* Begin Data shown *

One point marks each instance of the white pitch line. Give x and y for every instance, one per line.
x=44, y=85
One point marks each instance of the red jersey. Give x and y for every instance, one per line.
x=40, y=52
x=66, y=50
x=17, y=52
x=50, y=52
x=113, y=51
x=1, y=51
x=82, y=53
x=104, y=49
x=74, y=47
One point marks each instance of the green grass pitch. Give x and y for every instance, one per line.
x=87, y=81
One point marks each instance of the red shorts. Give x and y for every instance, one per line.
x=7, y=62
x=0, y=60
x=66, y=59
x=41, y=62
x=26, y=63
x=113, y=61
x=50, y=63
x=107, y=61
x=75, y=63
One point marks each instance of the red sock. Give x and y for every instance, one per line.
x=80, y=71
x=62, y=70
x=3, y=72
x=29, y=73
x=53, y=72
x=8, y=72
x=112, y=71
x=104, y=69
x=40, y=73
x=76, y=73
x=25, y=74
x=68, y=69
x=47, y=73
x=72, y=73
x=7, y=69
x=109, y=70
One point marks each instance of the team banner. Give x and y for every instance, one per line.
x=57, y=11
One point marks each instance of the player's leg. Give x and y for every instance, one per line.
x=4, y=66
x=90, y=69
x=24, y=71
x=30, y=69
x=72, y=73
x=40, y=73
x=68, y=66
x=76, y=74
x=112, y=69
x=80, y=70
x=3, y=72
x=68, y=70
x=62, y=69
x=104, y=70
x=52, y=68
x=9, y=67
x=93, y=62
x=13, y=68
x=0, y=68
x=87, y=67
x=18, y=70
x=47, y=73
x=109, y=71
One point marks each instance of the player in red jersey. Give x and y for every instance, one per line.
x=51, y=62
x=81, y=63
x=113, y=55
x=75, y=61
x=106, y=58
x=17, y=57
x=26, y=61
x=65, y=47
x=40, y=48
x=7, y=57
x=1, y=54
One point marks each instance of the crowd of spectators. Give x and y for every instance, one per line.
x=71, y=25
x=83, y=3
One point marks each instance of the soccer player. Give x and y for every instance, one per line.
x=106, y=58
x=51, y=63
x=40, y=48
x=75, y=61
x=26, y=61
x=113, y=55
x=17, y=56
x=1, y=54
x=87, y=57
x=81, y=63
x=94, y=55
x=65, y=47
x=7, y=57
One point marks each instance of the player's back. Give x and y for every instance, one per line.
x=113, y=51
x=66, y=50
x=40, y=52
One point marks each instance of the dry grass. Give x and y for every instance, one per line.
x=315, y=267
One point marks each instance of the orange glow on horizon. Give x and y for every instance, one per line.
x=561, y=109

* End Data shown *

## Given instruction
Can you repeat every line of the data above word for word, keeping each line and its order unchanged?

## Task output
One point marks each instance of the white pitch line. Give x and y for every instance, one per line.
x=44, y=85
One point marks each instance of the red jersey. Give x and y for every instance, one per line.
x=40, y=52
x=66, y=50
x=17, y=52
x=50, y=52
x=113, y=51
x=1, y=51
x=82, y=53
x=104, y=49
x=74, y=47
One point marks each instance of the green grass pitch. Give x and y for every instance, one per line.
x=87, y=81
One point marks each instance of the red shorts. Give x and y for every instance, one per line.
x=7, y=62
x=0, y=60
x=66, y=59
x=41, y=62
x=26, y=63
x=113, y=61
x=50, y=63
x=107, y=61
x=75, y=63
One point marks each instance of the red sock. Give x and y for every instance, one per line.
x=80, y=71
x=62, y=70
x=3, y=72
x=29, y=73
x=53, y=72
x=8, y=72
x=112, y=71
x=104, y=69
x=40, y=73
x=76, y=73
x=25, y=74
x=68, y=69
x=47, y=73
x=72, y=73
x=7, y=69
x=109, y=70
One point marks each instance of the team banner. Give x and y for every instance, one per line.
x=57, y=11
One point marks each instance of the player's leg. Give x and y for every instance, one per line.
x=4, y=66
x=90, y=69
x=24, y=71
x=30, y=69
x=72, y=73
x=40, y=73
x=68, y=66
x=76, y=74
x=112, y=69
x=80, y=70
x=3, y=72
x=68, y=70
x=62, y=69
x=104, y=70
x=52, y=68
x=9, y=67
x=93, y=62
x=13, y=68
x=0, y=68
x=87, y=67
x=18, y=70
x=47, y=73
x=109, y=71
One point marks each instance of the player in red jersey. Give x and y for every instance, one per line.
x=51, y=62
x=81, y=63
x=113, y=55
x=75, y=61
x=106, y=58
x=17, y=57
x=26, y=61
x=65, y=47
x=40, y=48
x=7, y=57
x=1, y=54
One point marks each instance of the crowd of spectators. Give x and y for every instance, one per line.
x=71, y=25
x=83, y=3
One point marks each instance of the soccer player. Give x and y for every instance, one per line.
x=106, y=58
x=51, y=63
x=40, y=48
x=75, y=61
x=26, y=61
x=113, y=55
x=17, y=56
x=1, y=54
x=87, y=57
x=81, y=63
x=94, y=55
x=65, y=47
x=7, y=57
One point marks each instance of the player's back. Give x and y for every instance, one per line.
x=113, y=51
x=66, y=50
x=40, y=52
One point marks each instance of the dry grass. Give x and y for every instance, one per line.
x=315, y=267
One point marks each instance of the orange glow on horizon. Give x and y for every instance, one per line.
x=561, y=109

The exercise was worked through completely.